==== INPUT

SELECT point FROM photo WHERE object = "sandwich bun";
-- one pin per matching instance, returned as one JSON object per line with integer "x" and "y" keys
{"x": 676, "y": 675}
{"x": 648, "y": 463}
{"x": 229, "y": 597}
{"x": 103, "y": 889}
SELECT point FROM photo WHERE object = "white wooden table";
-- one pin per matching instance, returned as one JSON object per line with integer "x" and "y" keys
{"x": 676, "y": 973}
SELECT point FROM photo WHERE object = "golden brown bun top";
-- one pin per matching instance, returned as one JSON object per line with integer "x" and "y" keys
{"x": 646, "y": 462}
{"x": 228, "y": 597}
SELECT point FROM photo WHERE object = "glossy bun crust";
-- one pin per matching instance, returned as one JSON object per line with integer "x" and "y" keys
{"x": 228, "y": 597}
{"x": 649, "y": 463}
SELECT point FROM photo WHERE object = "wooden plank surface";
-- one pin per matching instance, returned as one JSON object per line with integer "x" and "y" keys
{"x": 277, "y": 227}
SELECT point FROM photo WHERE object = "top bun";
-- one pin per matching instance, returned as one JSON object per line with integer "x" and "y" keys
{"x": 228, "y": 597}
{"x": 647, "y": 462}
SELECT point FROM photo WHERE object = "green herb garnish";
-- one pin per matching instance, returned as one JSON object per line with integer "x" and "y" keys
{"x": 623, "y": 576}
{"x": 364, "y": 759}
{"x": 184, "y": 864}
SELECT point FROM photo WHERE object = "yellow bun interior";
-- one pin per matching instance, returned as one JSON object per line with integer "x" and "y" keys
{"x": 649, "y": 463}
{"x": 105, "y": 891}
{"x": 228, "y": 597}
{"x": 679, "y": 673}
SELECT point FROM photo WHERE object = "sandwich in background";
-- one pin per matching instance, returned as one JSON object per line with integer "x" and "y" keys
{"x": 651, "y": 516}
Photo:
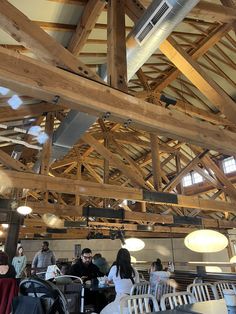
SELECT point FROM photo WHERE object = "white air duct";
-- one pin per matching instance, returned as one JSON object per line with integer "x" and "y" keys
{"x": 156, "y": 24}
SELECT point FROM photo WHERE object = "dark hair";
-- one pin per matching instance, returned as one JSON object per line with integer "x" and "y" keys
{"x": 157, "y": 265}
{"x": 97, "y": 255}
{"x": 20, "y": 247}
{"x": 3, "y": 258}
{"x": 86, "y": 251}
{"x": 123, "y": 265}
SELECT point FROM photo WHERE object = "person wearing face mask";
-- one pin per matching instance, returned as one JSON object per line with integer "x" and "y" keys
{"x": 43, "y": 258}
{"x": 19, "y": 263}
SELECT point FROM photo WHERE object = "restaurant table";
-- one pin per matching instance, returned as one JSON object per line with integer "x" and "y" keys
{"x": 207, "y": 307}
{"x": 97, "y": 287}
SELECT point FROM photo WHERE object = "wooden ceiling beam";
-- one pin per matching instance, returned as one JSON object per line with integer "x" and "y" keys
{"x": 22, "y": 29}
{"x": 129, "y": 172}
{"x": 87, "y": 21}
{"x": 43, "y": 183}
{"x": 213, "y": 12}
{"x": 27, "y": 111}
{"x": 187, "y": 108}
{"x": 199, "y": 78}
{"x": 32, "y": 77}
{"x": 205, "y": 44}
{"x": 116, "y": 36}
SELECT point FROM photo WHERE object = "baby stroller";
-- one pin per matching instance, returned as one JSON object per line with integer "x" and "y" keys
{"x": 43, "y": 295}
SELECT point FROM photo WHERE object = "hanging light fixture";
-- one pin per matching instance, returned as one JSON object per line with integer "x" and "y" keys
{"x": 133, "y": 259}
{"x": 233, "y": 259}
{"x": 205, "y": 241}
{"x": 53, "y": 221}
{"x": 133, "y": 244}
{"x": 213, "y": 269}
{"x": 5, "y": 226}
{"x": 24, "y": 210}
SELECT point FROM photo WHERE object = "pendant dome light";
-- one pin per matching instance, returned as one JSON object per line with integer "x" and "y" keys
{"x": 24, "y": 210}
{"x": 205, "y": 241}
{"x": 133, "y": 244}
{"x": 233, "y": 259}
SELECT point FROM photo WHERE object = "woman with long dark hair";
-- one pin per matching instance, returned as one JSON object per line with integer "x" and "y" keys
{"x": 123, "y": 275}
{"x": 19, "y": 262}
{"x": 157, "y": 275}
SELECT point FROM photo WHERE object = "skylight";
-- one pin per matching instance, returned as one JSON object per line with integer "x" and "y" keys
{"x": 229, "y": 164}
{"x": 192, "y": 178}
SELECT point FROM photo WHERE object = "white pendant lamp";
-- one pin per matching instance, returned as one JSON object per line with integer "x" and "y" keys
{"x": 53, "y": 221}
{"x": 205, "y": 241}
{"x": 133, "y": 259}
{"x": 233, "y": 259}
{"x": 133, "y": 244}
{"x": 24, "y": 210}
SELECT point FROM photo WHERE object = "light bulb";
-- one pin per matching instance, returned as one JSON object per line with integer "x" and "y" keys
{"x": 24, "y": 210}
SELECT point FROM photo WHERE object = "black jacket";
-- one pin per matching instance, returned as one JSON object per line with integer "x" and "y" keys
{"x": 90, "y": 271}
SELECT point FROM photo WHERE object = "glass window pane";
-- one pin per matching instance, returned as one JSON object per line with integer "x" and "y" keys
{"x": 187, "y": 180}
{"x": 229, "y": 165}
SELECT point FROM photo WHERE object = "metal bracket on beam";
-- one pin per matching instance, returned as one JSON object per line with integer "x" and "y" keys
{"x": 160, "y": 197}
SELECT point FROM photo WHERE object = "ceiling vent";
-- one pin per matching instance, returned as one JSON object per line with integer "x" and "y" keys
{"x": 154, "y": 20}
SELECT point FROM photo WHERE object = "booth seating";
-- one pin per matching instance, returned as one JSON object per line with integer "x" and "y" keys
{"x": 172, "y": 300}
{"x": 8, "y": 290}
{"x": 48, "y": 297}
{"x": 142, "y": 303}
{"x": 203, "y": 291}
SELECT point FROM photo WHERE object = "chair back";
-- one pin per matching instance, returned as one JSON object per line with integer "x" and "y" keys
{"x": 71, "y": 287}
{"x": 203, "y": 291}
{"x": 221, "y": 285}
{"x": 138, "y": 304}
{"x": 8, "y": 290}
{"x": 50, "y": 295}
{"x": 171, "y": 300}
{"x": 140, "y": 288}
{"x": 164, "y": 287}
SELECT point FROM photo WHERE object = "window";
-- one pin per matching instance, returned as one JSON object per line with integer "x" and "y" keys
{"x": 229, "y": 164}
{"x": 187, "y": 180}
{"x": 197, "y": 177}
{"x": 192, "y": 178}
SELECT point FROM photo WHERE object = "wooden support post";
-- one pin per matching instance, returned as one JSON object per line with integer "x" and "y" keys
{"x": 156, "y": 166}
{"x": 116, "y": 65}
{"x": 106, "y": 169}
{"x": 179, "y": 187}
{"x": 13, "y": 234}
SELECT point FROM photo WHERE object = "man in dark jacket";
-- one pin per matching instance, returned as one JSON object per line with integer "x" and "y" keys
{"x": 86, "y": 270}
{"x": 84, "y": 267}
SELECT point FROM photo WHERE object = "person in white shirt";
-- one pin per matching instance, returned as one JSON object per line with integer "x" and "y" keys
{"x": 19, "y": 262}
{"x": 157, "y": 275}
{"x": 123, "y": 275}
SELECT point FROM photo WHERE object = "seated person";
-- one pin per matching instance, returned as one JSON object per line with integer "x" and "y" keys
{"x": 6, "y": 269}
{"x": 101, "y": 263}
{"x": 8, "y": 284}
{"x": 86, "y": 270}
{"x": 157, "y": 275}
{"x": 123, "y": 275}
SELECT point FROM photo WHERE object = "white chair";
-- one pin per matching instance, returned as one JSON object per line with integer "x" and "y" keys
{"x": 164, "y": 287}
{"x": 221, "y": 285}
{"x": 140, "y": 288}
{"x": 59, "y": 279}
{"x": 71, "y": 284}
{"x": 138, "y": 304}
{"x": 171, "y": 300}
{"x": 203, "y": 291}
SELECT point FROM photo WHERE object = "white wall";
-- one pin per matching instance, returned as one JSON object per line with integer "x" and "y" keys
{"x": 154, "y": 248}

========

List every line of the data above that contains the string "chair", and treat case as significant.

SELECT point FROM photo WHERE object = "chair back";
SELECT point FROM photo WHERE object = "white chair";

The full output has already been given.